§ **Document excerpt**:

┌──

/ Outdoor bases in the US or Canada
Does anyone have any experience or well researched views or where in the US or Canada they would base themselves to enjoy the outdoors (easy climbing / mountaineering, canoeing, hiking and biking etc) between June - September?
I'm mid 40's and have saved up enough paid holiday to take four months off next year and I have begun looking at locations such as Colorado and British Columbia, but I would appreciate anyone's wisdom on specific locations and how expensive people found it. At the moment my research suggests that the cost of renting a flat or house, even some distance from the honeypot resorts, means that I'm looking at RV parks (some of which need to be booked 12 months in advance) and I'm also thinking of volunteering to help out with a conservation project for a couple of days a week whilst there, in order to meet people and just spend time outside.
Canada is normally cheaper than the US.
Squamish is an excellent base for all those activities and it's easy to meet partners/people in that town. I loved it when I was there a couple of years ago. The adventure hostel isn't that expensive but definitely more than camping, it depends what your budget is. Maybe even cheaper than renting an RV.
I don't know about the mountaineering at that time of year you may have to go further North, but it has everything else you want.
Hiking everywhere. Climbing everywhere. Whistler is <1hr drive and has world class mountain biking. Renting gear for the entire time won't be cheap in either if that's what you were thinking for bikes/canoes.

└──

§ **Provided material**:

┌──

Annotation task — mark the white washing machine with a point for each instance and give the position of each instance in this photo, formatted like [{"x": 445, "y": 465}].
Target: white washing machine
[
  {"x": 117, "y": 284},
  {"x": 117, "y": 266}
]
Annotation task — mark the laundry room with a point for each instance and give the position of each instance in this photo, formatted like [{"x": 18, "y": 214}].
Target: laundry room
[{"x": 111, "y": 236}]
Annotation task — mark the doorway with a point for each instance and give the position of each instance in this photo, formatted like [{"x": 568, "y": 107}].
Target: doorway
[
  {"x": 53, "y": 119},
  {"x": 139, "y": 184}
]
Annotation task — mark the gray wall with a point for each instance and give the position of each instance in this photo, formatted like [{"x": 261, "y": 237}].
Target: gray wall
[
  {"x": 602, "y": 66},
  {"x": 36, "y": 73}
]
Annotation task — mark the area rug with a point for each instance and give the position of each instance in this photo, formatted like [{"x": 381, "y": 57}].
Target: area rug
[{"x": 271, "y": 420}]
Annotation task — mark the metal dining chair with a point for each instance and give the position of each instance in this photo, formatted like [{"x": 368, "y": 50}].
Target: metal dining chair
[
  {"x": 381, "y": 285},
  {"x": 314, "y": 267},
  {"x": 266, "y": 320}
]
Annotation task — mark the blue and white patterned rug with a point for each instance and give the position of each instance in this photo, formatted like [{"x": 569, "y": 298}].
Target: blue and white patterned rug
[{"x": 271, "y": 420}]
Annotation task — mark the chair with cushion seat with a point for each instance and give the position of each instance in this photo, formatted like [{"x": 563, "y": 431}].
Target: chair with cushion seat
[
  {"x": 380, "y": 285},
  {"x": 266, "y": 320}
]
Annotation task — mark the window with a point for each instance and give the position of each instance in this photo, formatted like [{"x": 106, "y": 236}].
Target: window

└──

§ **What is asked**:
**A)** In the forum thread on outdoor bases in the US or Canada, why is the original poster considering RV parks? Answer in one to three sentences.
**B)** Pick up the forum thread on outdoor bases in the US or Canada where it stops, and carry it on from its last sentence.

§ **Task-by-task answers**:
**A)** The poster's research shows that renting a flat or house is expensive, even some distance from the honeypot resorts. RV parks therefore look like the more affordable option.

**B)**
If I had 4 months I wouldn't stick to one place but I would road trip around, camping in the Parks and getting a motel/hotel room from time to time. North America is really set up well for this.
You're more likely to meet other climbers and outdoorsy types camping or in hostels than RV parks, probably cheaper too once you factor in the cost of everything.
If you do road trip across both countries I would make sure to pick up and return the rental in the same country, or I would get separate rentals between countries
This might sound odd, but I would maybe start with deciding how well you cope with heat. Quite a bit of the US is *hot* during the summer, and depending on how you do in the heat you may struggle to get much done (I certainly would!) in many of the most common outdoor bases. Even in places in Colorado/Utah that are reasonably high altitude, the intensity of the sun makes the temps feel hotter than they actually are.
Anyway my suggestion to start things off* is Bellingham in northern Washington. It's not as roasting in the summer as other areas, it's a big enough city to have plenty of people to meet but not so big to be overly expensive or crowded, and the hiking/mtb/climbing is superb. No idea about canoeing but at the very least there is plenty of sea kayaking. And you'd be near enough to drive to Squamish if you wanted.
If you've not found it already, the website Craigslist is what Americans generally use to find cheap housing.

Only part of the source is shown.